> [Work task]
The answer must be the full listing, reproduced word for word.

> [Data]
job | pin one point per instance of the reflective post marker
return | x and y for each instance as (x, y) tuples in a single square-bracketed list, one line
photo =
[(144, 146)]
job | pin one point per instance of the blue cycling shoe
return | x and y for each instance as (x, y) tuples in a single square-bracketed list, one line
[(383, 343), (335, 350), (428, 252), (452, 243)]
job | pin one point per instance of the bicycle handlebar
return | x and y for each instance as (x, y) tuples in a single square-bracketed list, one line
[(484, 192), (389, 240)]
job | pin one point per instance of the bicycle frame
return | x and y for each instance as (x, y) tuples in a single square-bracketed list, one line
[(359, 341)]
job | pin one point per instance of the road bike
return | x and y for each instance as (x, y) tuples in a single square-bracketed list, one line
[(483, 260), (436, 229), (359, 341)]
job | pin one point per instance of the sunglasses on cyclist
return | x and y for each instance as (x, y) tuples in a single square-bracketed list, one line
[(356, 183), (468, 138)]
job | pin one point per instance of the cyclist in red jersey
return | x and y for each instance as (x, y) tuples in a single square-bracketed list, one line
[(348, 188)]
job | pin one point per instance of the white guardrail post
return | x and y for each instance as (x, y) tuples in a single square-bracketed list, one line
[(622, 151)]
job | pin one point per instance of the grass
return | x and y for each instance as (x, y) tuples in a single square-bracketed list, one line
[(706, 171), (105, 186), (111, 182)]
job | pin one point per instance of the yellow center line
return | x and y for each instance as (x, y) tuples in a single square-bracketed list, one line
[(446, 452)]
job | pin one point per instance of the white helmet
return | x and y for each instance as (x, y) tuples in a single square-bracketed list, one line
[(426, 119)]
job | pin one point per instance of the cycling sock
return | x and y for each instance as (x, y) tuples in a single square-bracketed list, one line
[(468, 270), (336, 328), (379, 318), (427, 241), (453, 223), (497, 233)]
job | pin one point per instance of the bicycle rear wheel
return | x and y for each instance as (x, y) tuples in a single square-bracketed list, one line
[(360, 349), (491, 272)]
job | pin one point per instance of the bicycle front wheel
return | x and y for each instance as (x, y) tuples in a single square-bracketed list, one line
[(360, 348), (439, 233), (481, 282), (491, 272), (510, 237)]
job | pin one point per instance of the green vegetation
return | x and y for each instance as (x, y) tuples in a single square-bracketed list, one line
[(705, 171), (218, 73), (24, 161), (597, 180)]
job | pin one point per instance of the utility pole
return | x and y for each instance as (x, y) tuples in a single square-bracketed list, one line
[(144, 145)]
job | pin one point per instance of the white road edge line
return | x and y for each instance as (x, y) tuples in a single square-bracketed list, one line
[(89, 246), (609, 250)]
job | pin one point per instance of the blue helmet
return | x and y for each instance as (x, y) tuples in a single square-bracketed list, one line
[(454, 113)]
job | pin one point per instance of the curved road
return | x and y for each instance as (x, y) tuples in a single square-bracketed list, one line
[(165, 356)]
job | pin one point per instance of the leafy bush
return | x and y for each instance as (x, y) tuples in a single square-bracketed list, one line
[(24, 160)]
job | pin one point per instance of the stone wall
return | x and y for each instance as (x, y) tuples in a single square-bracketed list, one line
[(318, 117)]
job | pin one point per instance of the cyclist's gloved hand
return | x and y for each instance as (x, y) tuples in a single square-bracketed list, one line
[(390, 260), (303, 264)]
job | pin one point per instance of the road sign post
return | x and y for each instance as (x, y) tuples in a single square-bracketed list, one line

> [Result of the task]
job | pin one point per instance of the reflective post marker
return | x and y for each instance as (x, y) tuples in a single square-bracketed list, one line
photo =
[(144, 146)]
job | pin one point per instance of the blue cycling shoe
return | x and y for each instance as (x, y) tuples in a single square-bracketed list, one line
[(383, 343), (335, 350), (428, 252), (452, 243)]
job | pin one point per instance of the bicycle handlebar
return | x and y for each instance as (x, y) tuples in a single square-bracketed list, one line
[(484, 192), (389, 240)]
job | pin one point per instance of the bicycle frame
return | x and y for each instance as (x, y) tuples in a single square-bracketed list, one line
[(359, 341)]
job | pin one point per instance of the road bike
return | x and y for each instance as (x, y) tuples in a single square-bracketed list, one line
[(483, 260), (436, 229), (359, 341)]
job | pin one point per instance of the sunglasses on cyclist
return | x and y for each instance as (x, y) tuples in a single square-bracketed list, one line
[(356, 183), (468, 138)]
job | pin one point per instance of the cyclist in red jersey
return | x and y for each instance as (x, y) tuples in a single square-bracketed list, one line
[(348, 188)]
job | pin one point per instance of the white guardrail post
return | x and y for each instance as (x, y) tuples in a single square-bracketed list, one line
[(622, 151)]
job | pin one point per instance of the grass
return | x and y for each instance as (x, y) tuples in a single square-bracketed list, one line
[(706, 171), (105, 186), (111, 182)]
job | pin one point per instance of the yellow center line
return | x and y for each instance as (x, y) tuples in a single square-bracketed list, one line
[(446, 452)]
job | pin one point per instance of the white helmet
return | x and y for each instance as (x, y) tuples in a single square-bracketed list, one line
[(426, 119)]
job | pin one point per instance of the cycling sock
return | x and y for each instance as (x, y) tuples in a single square-bracketed list, one line
[(468, 270), (336, 328), (379, 318), (427, 241), (453, 223), (497, 233)]
job | pin one point per instance of the bicycle rear wheel
return | x and y for each instance as (x, y) tuples in a single square-bracketed list, one line
[(360, 349), (491, 272)]
job | pin one point per instance of the bicycle front wheel
return | x and y for each instance as (x, y) tuples in a single square-bracketed list, one line
[(360, 348), (439, 233), (481, 282), (491, 272), (510, 237)]
job | pin one point per instance of the green vegetation
return | x and y for each instance as (x, y) tuples in a single square-bracketed list, one line
[(705, 171), (218, 73), (24, 161), (597, 180)]
job | pin one point per instance of the utility pole
return | x and y for each instance as (x, y) tuples in a single square-bracketed list, one line
[(144, 145)]
job | pin one point per instance of the white road edge line
return | x and y for each instance as (x, y) tuples in a single square-bracketed list, one line
[(89, 246), (609, 250)]
job | pin one point per instance of the blue helmet
return | x and y for each instance as (x, y) tuples in a single square-bracketed list, one line
[(454, 113)]
job | pin one point per instance of the curved road
return | x and y for each instance as (x, y) tuples in a single square-bracketed list, one line
[(165, 356)]
job | pin one point per instance of the leafy bush
return | x and y for each instance as (x, y) tuples in a single square-bracketed list, one line
[(24, 160)]
job | pin one point per instance of the stone wall
return | x and y for each instance as (x, y) tuples in a single square-bracketed list, one line
[(318, 117)]
job | pin one point per instance of the cyclist's gloved hand
return | x and y for each instance as (x, y) tuples in a single square-bracketed list, one line
[(390, 260), (303, 264)]
job | pin one point per instance of the road sign post
return | x and y for each instance as (x, y) tuples in a single square-bracketed list, one line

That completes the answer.